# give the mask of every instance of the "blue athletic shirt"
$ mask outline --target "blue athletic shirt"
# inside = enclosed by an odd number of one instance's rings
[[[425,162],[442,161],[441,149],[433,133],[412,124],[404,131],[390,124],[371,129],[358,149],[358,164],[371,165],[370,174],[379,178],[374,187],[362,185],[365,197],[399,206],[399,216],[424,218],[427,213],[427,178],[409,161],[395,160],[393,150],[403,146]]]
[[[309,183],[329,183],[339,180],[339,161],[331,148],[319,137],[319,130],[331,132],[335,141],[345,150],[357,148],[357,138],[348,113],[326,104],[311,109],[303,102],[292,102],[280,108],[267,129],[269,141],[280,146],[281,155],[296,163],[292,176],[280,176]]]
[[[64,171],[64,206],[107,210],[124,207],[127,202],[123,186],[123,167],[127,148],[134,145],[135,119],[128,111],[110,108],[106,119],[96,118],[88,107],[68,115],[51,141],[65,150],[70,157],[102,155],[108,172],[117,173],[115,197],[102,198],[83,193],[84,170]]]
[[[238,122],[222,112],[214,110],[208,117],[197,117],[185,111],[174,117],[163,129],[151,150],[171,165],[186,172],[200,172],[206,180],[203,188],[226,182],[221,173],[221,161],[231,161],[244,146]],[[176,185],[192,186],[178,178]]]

--

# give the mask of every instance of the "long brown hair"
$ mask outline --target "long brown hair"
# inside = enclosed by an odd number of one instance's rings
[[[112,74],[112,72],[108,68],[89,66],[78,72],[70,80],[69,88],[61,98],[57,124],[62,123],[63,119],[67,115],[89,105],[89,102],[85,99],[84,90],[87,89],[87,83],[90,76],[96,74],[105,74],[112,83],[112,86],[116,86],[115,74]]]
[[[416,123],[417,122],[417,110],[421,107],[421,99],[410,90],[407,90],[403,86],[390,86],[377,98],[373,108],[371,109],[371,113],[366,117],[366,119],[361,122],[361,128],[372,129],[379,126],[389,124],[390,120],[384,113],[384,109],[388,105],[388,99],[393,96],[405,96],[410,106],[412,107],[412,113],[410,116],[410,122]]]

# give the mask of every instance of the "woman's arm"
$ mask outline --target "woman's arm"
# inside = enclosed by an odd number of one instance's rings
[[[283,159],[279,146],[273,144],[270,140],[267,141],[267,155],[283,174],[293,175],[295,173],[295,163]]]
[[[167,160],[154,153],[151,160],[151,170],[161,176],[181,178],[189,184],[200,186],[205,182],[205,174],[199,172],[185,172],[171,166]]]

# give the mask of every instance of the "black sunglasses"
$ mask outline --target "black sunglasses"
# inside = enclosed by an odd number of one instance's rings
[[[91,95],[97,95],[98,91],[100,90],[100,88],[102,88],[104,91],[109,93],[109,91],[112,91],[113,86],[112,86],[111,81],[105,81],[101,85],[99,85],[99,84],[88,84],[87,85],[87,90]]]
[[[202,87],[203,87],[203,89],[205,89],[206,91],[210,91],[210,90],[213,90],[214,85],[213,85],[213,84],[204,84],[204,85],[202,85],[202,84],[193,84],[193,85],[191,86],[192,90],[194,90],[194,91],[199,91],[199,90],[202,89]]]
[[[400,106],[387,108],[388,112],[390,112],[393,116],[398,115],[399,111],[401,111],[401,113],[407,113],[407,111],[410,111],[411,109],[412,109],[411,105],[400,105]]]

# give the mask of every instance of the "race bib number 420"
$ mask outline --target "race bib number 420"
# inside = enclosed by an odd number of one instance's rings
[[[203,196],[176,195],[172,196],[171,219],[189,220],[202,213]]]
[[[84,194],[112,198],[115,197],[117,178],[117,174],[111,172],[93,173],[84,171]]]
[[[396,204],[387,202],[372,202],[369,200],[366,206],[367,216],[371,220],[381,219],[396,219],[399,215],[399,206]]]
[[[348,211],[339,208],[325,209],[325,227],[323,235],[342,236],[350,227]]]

• [TASK STATEMENT]: Please list every line above that contains the word "athletic".

• [RESPONSE TO THIS TASK]:
# give the mask of every instance of the "blue athletic shirt"
$ mask outline --target "blue athletic shirt"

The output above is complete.